**Metin parçası**
#####

Cumhuriyetin bir manası da...
Bilmeyeni, düşünmeyeni, aklına getirmeyeni, unutanı elbette çok. Okul, tahsil, okuryazarlık, mahkemede asgari adalet, zor zamanda bir doktor eli, kişiliğe biraz saygı zarureti, kadının, çocuğun hepten hırpalanmama ihtimali; Hatta, en alttan, en dıştan, en kenardan sıyrılıp iktidar bile olabilme imkanı "Cumhuriyet" sayesinde. "Devlet elini çeksin" diye yırtınanların çoğunun öğrenimi, meslek ve iş görgüsü, hatta sermayesi ve kiminin yağması da "Cumhuriyet devleti" sayesinde. Tüm olumsuzluklar bir yana; hepsinin, hepimizin böyle bir şükranlık hissine kalbimiz ve aklımız açık olmalı.
Lakin; Tören, minnet, hitabet, kudret, kuvvet, hamaset gösterisi ve huşuu içinde, hep unutturulan bir "cumhuriyet" de var. Kavramın, idealin özündeki tarihi, felsefi, insani ve devrimci mana. "Cumhuriyet" in esas hassasının, "Tahakküme karşı çıkmak" olması. Tahakkümün, zümre hakimiyetlerinin, imtiyazların reddi; İnsanın; sınıfı, rengi, dini, inancı, inançsızlığı, soyu, sopu, kökeni, ırkı, statüsü, makamı, rütbesi, forması, üniforması, takım elbisesi, dili, şivesi, tipi, kültürü yüzünden ezilmesine yahut onlarla başkasını aşağılamasına, ezmesine "isyan hali" dir cumhuriyet. "Cumhuriyet" in bu manada "cumhuriyetçi" olup olmadığını az düşünün. En baba "Cumhuriyet'çiler" in kimisi; zerre "cumhuriyetçi" olmadan yılları deviren bir ikiyüzlülüğün, tahakküme direniş bir yana, irili, ufaklı her iktidar ve güç ortamında tahakküm savunan ve uygulayan "büyük yalan" ın temsilcileri oldu. Sivil yahut asker. Okulda, üniversitede yahut iş dünyasında, kışlada veya siyasetin ortasında, zirvesinde.

#####

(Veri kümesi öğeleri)
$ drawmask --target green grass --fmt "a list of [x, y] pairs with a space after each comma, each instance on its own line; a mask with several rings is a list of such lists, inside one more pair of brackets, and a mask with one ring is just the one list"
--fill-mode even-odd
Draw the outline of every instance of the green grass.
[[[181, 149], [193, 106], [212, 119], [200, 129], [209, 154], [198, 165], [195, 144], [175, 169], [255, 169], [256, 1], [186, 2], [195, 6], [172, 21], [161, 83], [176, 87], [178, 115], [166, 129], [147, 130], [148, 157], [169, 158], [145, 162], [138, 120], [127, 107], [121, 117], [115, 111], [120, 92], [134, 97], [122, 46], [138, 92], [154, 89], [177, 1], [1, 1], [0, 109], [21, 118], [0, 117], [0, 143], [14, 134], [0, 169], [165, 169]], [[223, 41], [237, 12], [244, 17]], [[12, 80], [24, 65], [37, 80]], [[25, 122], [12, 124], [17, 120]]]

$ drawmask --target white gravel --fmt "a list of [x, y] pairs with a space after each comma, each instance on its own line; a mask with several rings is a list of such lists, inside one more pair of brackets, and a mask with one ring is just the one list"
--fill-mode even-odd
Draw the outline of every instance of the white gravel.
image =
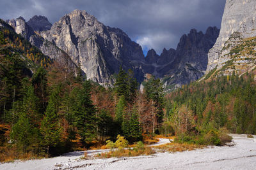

#####

**İstem**
Şu ifadelerin cumhuriyet üzerine yazıyla uyuşup uyuşmadığını evet ya da hayır diye belirtin ve her birini belirleyen sözleri yazıdan birebir alıntılayın. 1. Cumhuriyetin esas hassası tahakküme karşı çıkmaktır. 2. "Devlet elini çeksin" diyenlerin öğrenimi cumhuriyet devletinden bağımsız edinilmiştir. 3. Tahakküm savunan ve uygulayanlar yalnızca askerler arasından çıkmıştır.

**Görev çıktısı**
1. Evet: "Cumhuriyet" in esas hassasının, "Tahakküme karşı çıkmak" olması.
2. Hayır: "Devlet elini çeksin" diye yırtınanların çoğunun öğrenimi, meslek ve iş görgüsü, hatta sermayesi ve kiminin yağması da "Cumhuriyet devleti" sayesinde.
3. Hayır: Sivil yahut asker.